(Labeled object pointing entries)
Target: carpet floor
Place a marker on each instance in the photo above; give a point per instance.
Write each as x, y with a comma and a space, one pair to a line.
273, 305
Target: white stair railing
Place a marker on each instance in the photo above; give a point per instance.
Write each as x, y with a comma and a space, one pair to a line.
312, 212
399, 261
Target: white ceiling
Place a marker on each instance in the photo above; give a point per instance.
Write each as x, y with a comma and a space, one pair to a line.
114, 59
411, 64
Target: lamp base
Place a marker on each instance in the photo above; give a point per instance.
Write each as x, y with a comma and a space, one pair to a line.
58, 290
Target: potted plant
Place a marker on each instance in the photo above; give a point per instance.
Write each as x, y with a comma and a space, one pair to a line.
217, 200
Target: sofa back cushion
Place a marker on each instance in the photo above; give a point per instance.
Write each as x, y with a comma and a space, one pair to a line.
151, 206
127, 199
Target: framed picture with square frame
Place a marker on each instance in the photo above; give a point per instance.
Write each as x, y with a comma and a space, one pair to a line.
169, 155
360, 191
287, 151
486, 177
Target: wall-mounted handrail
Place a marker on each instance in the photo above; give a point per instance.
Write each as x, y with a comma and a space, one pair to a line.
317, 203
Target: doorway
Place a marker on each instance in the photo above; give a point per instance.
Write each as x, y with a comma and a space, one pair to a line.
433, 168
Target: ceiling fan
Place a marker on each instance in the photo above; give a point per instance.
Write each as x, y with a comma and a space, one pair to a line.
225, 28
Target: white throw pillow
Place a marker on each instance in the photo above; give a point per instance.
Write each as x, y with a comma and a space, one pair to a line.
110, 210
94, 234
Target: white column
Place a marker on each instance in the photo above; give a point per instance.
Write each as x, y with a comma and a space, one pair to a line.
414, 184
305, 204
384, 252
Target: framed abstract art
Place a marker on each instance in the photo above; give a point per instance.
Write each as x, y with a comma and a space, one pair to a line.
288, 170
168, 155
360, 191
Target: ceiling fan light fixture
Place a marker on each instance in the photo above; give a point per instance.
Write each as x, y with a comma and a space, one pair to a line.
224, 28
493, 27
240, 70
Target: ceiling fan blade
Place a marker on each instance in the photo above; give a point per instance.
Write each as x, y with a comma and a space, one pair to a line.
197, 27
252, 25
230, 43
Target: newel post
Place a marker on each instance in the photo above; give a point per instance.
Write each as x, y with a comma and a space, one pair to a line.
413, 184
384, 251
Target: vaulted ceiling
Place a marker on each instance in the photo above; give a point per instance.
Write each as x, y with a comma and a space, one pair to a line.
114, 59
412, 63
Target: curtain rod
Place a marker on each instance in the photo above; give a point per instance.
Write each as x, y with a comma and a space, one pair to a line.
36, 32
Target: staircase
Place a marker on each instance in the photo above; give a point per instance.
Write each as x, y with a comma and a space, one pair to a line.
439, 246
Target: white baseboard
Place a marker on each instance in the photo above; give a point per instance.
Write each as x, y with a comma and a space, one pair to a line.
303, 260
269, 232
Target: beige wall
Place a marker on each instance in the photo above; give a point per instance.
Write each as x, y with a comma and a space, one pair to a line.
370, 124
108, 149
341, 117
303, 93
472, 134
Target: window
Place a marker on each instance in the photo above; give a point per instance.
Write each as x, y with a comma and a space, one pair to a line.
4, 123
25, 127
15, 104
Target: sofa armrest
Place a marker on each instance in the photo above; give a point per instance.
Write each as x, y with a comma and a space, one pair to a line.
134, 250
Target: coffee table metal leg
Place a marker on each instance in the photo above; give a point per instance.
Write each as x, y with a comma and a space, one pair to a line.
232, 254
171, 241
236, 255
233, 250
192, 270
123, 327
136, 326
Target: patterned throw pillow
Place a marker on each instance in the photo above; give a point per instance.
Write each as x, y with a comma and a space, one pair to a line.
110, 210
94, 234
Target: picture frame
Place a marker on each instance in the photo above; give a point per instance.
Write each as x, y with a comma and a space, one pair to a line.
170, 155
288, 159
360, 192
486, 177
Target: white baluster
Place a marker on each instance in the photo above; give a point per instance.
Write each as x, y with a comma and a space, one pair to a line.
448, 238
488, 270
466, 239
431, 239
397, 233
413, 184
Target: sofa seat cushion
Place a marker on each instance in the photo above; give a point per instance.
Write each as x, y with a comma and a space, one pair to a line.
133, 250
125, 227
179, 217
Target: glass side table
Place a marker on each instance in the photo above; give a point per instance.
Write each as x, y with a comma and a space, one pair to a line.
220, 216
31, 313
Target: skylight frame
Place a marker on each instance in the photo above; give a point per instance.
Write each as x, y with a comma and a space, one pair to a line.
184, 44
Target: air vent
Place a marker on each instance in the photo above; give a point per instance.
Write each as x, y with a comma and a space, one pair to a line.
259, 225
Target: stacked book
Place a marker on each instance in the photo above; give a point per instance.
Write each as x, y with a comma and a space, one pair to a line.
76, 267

- **To be done**
Copy out the lines above word for word, keeping every one of them.

- **Exercise answer**
Target: carpet floor
Place a marker on each instance in the photo above; give a point per instance.
Write each as x, y with a comma and a space, one pair to a line.
273, 305
Target: white stair railing
Place a marker on each instance in the photo above; give a point per instance.
Write each as x, y with a comma and a space, one pair to a line.
312, 212
399, 261
Target: white ceiling
Place a marker on each instance in the photo above; give a point per instance.
Write each as x, y with a comma and a space, one pair to a line.
114, 59
411, 64
Target: lamp base
Place a marker on each instance in the photo above; give a point per instance.
Write each as x, y with a comma and a space, one pair to a line.
58, 290
Target: potted plant
Place a marker on each instance in the photo above; give a point per instance.
Write each as x, y with a comma and a space, one pair to a line.
217, 200
Target: sofa back cushion
Place a marker on each instance in the photo above; give a point per instance.
Write each as x, y with a comma and a space, one pair to a line.
151, 206
127, 199
Target: framed picture with square frame
Place a marker on each instance in the photo above; give a point per instance.
Write each as x, y with a comma and a space, one pair to a line.
169, 155
360, 191
287, 151
486, 177
Target: wall-mounted handrail
Place a marker on each instance in the photo above; give a point per instance.
Write each as x, y with a comma and a space, one pair to a line.
317, 203
Target: doorway
Place a marker on each instance in the photo above; give a point per instance.
Write each as x, y with a comma and a space, one pair to a line.
433, 168
Target: ceiling fan
Place a marker on each instance in the photo above; give a point per instance.
Write each as x, y with a comma and a space, one pair to a line.
225, 28
Target: white throw pillow
Place a marker on each instance in the photo above; give a point per instance.
Write each as x, y with a comma and a space, one pair to a line.
110, 210
94, 234
Target: white column
Place a marker on each instance in the photo above; give a point per instance.
Write each as x, y with a comma and a space, one pair to a line.
414, 184
305, 204
384, 252
Target: framed abstract art
Place a marker on each instance in the photo above; give a point per instance.
Write each as x, y with a comma and a space, one pair to a line.
288, 170
168, 155
360, 191
Target: ceiling fan light fixture
Place a marker on each instance in the photo above; give a point per instance.
Write each as x, y with a comma and a space, one pair to a line.
224, 28
493, 27
240, 70
Target: ceiling fan blade
Place a marker on each instance in the photo above; give a point per instance.
Write each as x, y with a comma and a space, one pair to a line.
197, 27
252, 25
230, 43
Target: newel post
Place a marker on each instance in the photo above; give a point per instance.
Write each as x, y with a comma and a space, one pair to a line.
413, 184
384, 251
Target: vaulted ceiling
Place a marker on each instance in the photo above; give a point per instance.
Write each as x, y with a comma and a space, one pair to a line.
114, 59
412, 63
Target: curtain rod
Place a marker on each instance in the photo above; give a point per instance.
Write each as x, y with a comma and a space, one pair to a line.
36, 32
Target: staircase
Place a marker on each instance in the photo above; give a point per instance.
Write each as x, y with a comma and a space, one pair to a line.
439, 246
Target: white baseboard
Place a marker on each instance in the photo above; give a point per instance.
Write each as x, y with a comma and a space, one pair to a line.
303, 260
269, 232
Target: beige wall
Place a marker on each instance in the photo above; give a point per instance.
Write each as x, y with a comma and a space, one pair to a line.
370, 124
108, 149
341, 117
303, 93
472, 134
Target: window
Place a marker on each instance in the photo above; give a point per instance.
Write each as x, y with a comma and a space, one pair to a line.
4, 123
25, 127
15, 104
Target: sofa armrest
Place a marker on each instance in the photo above; give a point per instance.
Write each as x, y with a comma and a space, one pair to a line.
134, 250
Target: coffee table metal leg
Place a marker on each instance in the photo above; give a point per instance.
Write each as x, y with a comma and a space, one pair to a line.
232, 254
171, 241
236, 255
233, 250
192, 270
123, 327
136, 326
Target: patterned throw pillow
Place a marker on each instance in the photo above; give a point per instance.
Write each as x, y with a comma and a space, one pair to a line.
110, 210
94, 234
Target: picture frame
Place a marker on each instance in the photo above; give a point per instance.
Write each as x, y with a comma and a space, one pair to a line.
170, 155
288, 159
360, 192
486, 177
Target: white baluster
Place a marker on each instance in the photo above; give a point per instance.
Write each as x, y with a comma and a space, one pair to a line.
448, 238
488, 270
466, 239
431, 239
397, 233
413, 184
Target: sofa seat cushion
Place a marker on each instance in the photo above; give a point per instance.
Write each as x, y with a comma and a space, one pair to a line.
133, 250
125, 227
179, 217
Target: glass side table
Place a marker on each instance in the photo above; give a point per instance.
Write each as x, y with a comma and a space, one pair to a line.
220, 216
31, 313
Target: skylight frame
Place a marker on each instance in the photo above; give a point per instance.
Write each as x, y with a comma and a space, one pair to a line.
184, 44
Target: air vent
Place a marker on each instance in the photo above; give a point per instance.
Write each as x, y with a comma and a space, one pair to a line.
259, 225
Target: stacked book
Place a marker on each instance in the photo above; give a point per instance.
Write each as x, y with a comma and a space, one pair to a line.
76, 267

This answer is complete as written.